(Trecho citado)

2. Por que da minha indignação?

Em 2008 um N-E-G-R-O ganhou a presidência. Ele venceu! Meu, você pensa "o racismo está acabando nesse país". Meu, isso deixa clara a força de preservação que tem uma ideia guardada. Você nunca vai imaginar que um país que tem um negro como presidente  tem pessoas organizadas planejando botar fogo em todos os negros, deixá-los passando fome, como aconteceu na assustadora Alemanha nazista. Durante todo o processo do filme a forma que esse ódio, esse racismo chegou ao Derek é mostrado, e deixa isso claro. O personagem até se recupera, mas é após acontecimentos bem específicos, antes disso ele era o robocop nazista em plena forma.


Já é sinistro o Donald Trump ter chegado a presidência, um cara que sonega impostos e, apesar de não ter feito declarações do tipo na época da candidatura, todo mundo sabe que sempre foi racista. Os racistas a gente sabe que ainda tão por aí, quietinhos a maior parte do tempo por causa da indignação que nós demonstraremos caso eles soltem uma pérola, mas aí vem a versão 2.0 do racista, o nazista. O que mais preocupa. A Alemanha nazista perdeu a Segunda Guerra Mundial. Mas até onde foi essa derrota se as ideias ainda vivem? Se até em um país que os enfrentou há simpatizantes? Se até em um país que tem nada a ver com tudo isso, como o Brasil, há simpatizantes? Isso meio que o filme não responde. Será que existe essa resposta?

Tchururu...

É inegável que existem esforços contra o racismo, e existem aos montes. Mas ele vive, como se rastejasse, como se fosse a água que muda de estado, mas ainda está lá. A pergunta é, como vencer o racismo? Como vencer uma ideia? O filme pode dar a resposta de onde vieram os nazistas modernos (ao menos pra mim, sanou minha dúvida, fiquei satisfeito), mas o que fazer com eles é que não ficou muito claro. O Danny é um adolescente, está em desenvolvimento, e recebe o apoio de um diretor que de forma muito específica pede para ele refletir sobre a própria vida. Funciona!

(Dados registrados)
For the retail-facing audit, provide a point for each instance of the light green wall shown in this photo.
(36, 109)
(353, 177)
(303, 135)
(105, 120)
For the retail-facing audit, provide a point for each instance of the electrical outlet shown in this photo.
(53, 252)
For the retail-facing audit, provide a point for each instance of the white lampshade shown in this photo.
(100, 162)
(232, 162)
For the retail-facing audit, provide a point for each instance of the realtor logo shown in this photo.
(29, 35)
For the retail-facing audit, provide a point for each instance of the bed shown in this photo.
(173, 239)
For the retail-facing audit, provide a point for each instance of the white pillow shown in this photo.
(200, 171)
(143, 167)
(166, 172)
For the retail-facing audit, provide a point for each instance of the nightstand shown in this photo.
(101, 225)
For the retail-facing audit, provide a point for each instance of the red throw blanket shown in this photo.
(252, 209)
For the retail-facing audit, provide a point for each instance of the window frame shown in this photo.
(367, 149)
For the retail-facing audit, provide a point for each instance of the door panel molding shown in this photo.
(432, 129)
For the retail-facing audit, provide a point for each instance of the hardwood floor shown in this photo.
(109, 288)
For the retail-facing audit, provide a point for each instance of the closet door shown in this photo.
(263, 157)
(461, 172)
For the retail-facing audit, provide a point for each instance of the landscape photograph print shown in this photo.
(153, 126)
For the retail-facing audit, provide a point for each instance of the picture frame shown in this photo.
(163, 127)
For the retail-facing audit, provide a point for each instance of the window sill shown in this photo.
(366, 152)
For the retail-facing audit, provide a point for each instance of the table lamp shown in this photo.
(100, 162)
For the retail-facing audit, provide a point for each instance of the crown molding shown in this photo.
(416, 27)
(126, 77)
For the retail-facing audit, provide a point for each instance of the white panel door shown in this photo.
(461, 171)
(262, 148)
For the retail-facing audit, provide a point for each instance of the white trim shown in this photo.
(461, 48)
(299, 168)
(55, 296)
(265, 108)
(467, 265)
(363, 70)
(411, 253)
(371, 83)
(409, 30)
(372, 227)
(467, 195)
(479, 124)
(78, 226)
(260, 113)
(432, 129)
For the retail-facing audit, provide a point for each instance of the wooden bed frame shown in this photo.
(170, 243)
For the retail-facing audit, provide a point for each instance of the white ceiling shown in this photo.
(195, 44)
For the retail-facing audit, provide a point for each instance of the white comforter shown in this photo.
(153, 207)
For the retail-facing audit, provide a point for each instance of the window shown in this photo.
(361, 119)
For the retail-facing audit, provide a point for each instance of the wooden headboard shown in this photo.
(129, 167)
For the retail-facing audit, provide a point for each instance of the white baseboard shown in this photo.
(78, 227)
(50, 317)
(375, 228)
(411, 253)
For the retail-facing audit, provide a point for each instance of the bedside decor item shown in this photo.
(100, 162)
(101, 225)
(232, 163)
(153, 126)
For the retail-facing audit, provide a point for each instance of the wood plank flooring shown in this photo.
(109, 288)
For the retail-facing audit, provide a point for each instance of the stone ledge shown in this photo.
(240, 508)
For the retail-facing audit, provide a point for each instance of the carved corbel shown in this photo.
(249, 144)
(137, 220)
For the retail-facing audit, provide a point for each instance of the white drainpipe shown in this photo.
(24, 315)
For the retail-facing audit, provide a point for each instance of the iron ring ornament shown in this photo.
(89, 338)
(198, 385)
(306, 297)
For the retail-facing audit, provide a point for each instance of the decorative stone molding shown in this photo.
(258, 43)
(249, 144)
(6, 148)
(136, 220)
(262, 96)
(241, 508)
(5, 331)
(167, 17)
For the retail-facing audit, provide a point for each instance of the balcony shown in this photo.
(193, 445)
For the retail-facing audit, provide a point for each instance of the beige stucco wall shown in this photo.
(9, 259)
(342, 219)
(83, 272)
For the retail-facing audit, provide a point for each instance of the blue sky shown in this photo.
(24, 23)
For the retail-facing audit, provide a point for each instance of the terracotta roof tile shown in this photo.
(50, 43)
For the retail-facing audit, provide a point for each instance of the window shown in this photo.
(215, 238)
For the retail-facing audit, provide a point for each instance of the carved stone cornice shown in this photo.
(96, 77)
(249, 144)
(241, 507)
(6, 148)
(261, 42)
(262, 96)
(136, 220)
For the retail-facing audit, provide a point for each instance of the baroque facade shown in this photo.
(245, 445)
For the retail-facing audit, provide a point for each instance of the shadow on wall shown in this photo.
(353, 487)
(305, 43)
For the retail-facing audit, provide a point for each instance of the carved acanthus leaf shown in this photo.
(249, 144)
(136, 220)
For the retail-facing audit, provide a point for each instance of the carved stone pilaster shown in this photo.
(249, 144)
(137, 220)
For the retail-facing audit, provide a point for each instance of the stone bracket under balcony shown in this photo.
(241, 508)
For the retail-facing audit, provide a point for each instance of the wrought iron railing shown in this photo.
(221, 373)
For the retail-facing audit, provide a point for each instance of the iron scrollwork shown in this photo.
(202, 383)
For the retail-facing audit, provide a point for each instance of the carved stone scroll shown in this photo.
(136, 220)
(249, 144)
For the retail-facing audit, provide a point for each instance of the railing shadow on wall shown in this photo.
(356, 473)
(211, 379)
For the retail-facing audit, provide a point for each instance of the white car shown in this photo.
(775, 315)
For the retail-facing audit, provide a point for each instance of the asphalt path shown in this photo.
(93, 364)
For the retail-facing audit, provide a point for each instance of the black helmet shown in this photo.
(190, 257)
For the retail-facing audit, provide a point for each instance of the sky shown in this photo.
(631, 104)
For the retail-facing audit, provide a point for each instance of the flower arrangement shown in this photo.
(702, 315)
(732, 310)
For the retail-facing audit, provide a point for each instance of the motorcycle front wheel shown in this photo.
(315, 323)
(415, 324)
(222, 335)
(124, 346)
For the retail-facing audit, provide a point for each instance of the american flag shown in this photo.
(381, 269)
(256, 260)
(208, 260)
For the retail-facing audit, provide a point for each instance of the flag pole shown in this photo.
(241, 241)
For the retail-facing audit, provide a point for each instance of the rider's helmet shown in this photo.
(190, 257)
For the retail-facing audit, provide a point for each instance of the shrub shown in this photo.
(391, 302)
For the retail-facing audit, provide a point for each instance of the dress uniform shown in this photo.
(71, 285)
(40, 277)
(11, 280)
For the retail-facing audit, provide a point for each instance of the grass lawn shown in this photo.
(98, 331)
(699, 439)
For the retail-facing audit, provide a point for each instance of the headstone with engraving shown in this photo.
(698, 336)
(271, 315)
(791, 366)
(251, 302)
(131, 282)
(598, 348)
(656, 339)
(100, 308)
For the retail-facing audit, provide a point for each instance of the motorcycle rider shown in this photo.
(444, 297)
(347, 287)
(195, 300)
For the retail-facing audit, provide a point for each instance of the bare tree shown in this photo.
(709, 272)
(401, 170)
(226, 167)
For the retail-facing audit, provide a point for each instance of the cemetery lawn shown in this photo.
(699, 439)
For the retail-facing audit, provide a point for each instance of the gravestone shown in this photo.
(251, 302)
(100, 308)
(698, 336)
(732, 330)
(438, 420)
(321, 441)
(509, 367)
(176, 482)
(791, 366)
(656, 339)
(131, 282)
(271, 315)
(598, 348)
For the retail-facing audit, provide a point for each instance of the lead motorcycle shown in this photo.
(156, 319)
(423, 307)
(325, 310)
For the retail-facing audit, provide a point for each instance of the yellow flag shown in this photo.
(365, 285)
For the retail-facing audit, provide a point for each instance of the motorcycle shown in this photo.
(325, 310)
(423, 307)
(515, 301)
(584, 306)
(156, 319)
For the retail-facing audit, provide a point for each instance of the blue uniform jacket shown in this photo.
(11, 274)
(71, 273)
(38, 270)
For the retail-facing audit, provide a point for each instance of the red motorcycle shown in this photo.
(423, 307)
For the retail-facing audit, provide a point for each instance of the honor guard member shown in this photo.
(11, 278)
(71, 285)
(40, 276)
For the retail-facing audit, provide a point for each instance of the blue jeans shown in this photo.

(Problema curto A) Em que ano um negro ganhou a presidência, segundo o trecho sobre o racismo?
(Problema curto B) Retome o trecho sobre o racismo logo depois da última frase apresentada.

(Resultado do exercício A) Em 2008.

(Resultado do exercício B)
"Então acho que aqui é onde eu te digo o que aprendi - minha conclusão, certo? Bem, minha conclusão é essa: Ódio é peso. A vida é muito curta pra estar revoltado o tempo todo. Simplesmente não vale a pena."
Maaaaaaaaaaaaas... Nós sabemos que não podemos fazer isso com todos os simpatizantes do nazismo que existem: "quero que você pense porque você é nazista e que bem que isso te faz". Eu, particularmente, acredito que nem tenho nazistas na minha rede social, mas mesmo que tivesse, ninguém tem uma relação desse tipo, como a do diretor do filme, pra propor, e até pressionar, o cara a repensar esses valores perigosos. Então ficamos sem essas respostas. O que fazer com os nazistas? Quero dizer, atiraram bastante neles, a educação com certeza não romantiza essa bosta (como já dito, na Alemanha é proibido fazer qualquer coisa que passe suspeita de uma propaganda nazista), qual é a solução? Eu não sei, a gente procura propagar ideias que nos parecem boas, mas o que fazemos com as que queremos que não existam?

"Ideias são à prova de balas."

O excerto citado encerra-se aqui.